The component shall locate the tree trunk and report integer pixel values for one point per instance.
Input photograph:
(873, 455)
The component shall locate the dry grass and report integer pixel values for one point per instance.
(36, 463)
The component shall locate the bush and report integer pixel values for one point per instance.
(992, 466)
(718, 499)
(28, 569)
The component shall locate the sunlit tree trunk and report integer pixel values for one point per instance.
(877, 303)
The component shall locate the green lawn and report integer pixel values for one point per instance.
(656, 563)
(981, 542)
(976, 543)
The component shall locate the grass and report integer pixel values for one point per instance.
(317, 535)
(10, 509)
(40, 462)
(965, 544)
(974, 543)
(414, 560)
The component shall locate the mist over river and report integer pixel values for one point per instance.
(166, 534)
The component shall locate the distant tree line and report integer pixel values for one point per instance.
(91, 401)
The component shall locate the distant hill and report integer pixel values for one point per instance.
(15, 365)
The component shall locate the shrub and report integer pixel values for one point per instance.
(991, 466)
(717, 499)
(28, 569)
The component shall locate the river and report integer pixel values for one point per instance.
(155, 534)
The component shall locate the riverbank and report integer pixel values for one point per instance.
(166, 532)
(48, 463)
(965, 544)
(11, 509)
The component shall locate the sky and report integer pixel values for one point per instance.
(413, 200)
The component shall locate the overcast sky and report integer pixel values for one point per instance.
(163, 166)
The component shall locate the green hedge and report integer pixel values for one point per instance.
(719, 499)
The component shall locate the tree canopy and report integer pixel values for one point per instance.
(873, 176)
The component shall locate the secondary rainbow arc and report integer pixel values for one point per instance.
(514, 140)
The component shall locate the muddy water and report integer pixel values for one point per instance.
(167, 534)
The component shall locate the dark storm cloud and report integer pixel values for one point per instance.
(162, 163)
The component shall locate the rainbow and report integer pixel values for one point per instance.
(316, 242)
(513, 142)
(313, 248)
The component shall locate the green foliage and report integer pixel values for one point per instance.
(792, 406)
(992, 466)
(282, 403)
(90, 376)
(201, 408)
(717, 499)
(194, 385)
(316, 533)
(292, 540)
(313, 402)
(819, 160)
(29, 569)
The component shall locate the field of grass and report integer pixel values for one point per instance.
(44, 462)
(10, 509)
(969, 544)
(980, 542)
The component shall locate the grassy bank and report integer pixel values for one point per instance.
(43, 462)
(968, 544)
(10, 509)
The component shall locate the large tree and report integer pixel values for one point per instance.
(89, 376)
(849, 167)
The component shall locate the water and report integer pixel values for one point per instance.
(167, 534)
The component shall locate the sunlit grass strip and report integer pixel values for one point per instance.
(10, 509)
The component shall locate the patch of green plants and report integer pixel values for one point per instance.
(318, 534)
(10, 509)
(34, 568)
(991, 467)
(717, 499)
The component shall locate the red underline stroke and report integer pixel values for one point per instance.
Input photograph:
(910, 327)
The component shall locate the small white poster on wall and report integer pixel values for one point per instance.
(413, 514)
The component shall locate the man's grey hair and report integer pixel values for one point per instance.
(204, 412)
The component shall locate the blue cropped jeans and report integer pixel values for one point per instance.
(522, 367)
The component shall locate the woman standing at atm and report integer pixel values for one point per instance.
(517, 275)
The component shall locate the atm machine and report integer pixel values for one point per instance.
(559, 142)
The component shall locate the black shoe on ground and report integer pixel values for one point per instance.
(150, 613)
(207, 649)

● Problem to work on
The records above should be restated word for word, please.

● Response to this task
The component shall locate the tree trunk and report integer pixel values for one point per instance.
Input photograph:
(873, 455)
The component shall locate the dry grass and report integer pixel values for one point per instance.
(36, 463)
The component shall locate the bush and report integer pixel values for one point per instance.
(992, 466)
(718, 499)
(28, 569)
The component shall locate the sunlit tree trunk and report integer pixel values for one point per instance.
(877, 303)
The component shall locate the green lawn and report integer pixel values for one point per instance.
(656, 563)
(981, 542)
(976, 543)
The component shall locate the grass and report integer pixel values for one point per instance.
(317, 535)
(10, 509)
(40, 462)
(965, 544)
(974, 543)
(414, 560)
The component shall locate the mist over river and report integer pixel values for one point per instance.
(166, 534)
The component shall locate the distant tree line and report integer pixel values for one point per instance.
(91, 401)
The component shall locate the distant hill and report integer pixel values for one point per instance.
(15, 365)
The component shall locate the shrub and report integer pixel values for one point per instance.
(991, 466)
(717, 499)
(28, 569)
The component shall locate the river and report integer pixel values for one point per instance.
(155, 534)
The component shall locate the riverbank and report integer pixel values for one point per instance.
(166, 532)
(48, 463)
(965, 544)
(11, 509)
The component shall locate the sky and report integer pixel values for one point per instance.
(413, 200)
The component shall locate the overcast sky and report integer pixel values for one point per instance.
(163, 166)
The component shall locate the green hedge and report integer pixel values for one point per instance.
(719, 499)
The component shall locate the tree canopy and report integer pixel values for one point per instance.
(873, 176)
The component shall locate the secondary rainbow arc and report integer pixel values for one point per instance.
(514, 140)
The component shall locate the muddy water and report integer pixel values for one point per instance.
(167, 534)
The component shall locate the dark storm cloud and report integer pixel values for one point per instance.
(162, 163)
The component shall locate the rainbow and report integer pixel values for one point per instance.
(316, 242)
(513, 142)
(313, 248)
The component shall locate the green foliage and report integer pixel values for one point per instance.
(792, 406)
(992, 466)
(282, 403)
(90, 376)
(201, 408)
(717, 499)
(194, 385)
(316, 533)
(292, 540)
(313, 402)
(819, 160)
(29, 569)
The component shall locate the field of grass and report integer pixel values for one point per instance.
(44, 462)
(10, 509)
(969, 544)
(980, 542)
The component shall locate the grassy bank and report integer pixel values for one point per instance.
(43, 462)
(968, 544)
(10, 509)
The component shall locate the large tree and report integer pixel values for one point per instance.
(89, 376)
(849, 167)
The component shall locate the water and report integer pixel values for one point per instance.
(167, 534)
The component shall locate the sunlit grass strip and report integer pixel values for one point per instance.
(10, 509)
The component shall locate the patch of green plants and report integer pixel values for one point per instance.
(318, 534)
(10, 509)
(34, 568)
(991, 467)
(717, 499)
The component shall locate the red underline stroke and report integer pixel values for one point per instance.
Input photograph:
(910, 327)
The component shall locate the small white poster on wall and report integer pixel values for one point per instance.
(413, 514)
The component shall locate the man's grey hair and report integer pixel values for one point per instance.
(204, 412)
The component shall locate the blue cropped jeans and report integer pixel values for one point per instance.
(522, 367)
The component shall locate the woman standing at atm and report integer pixel values for one point per instance.
(517, 275)
The component shall locate the atm machine and report integer pixel values for one point per instance.
(559, 142)
The component shall locate the black shoe on ground and report integer pixel values for one point per instance.
(150, 613)
(207, 649)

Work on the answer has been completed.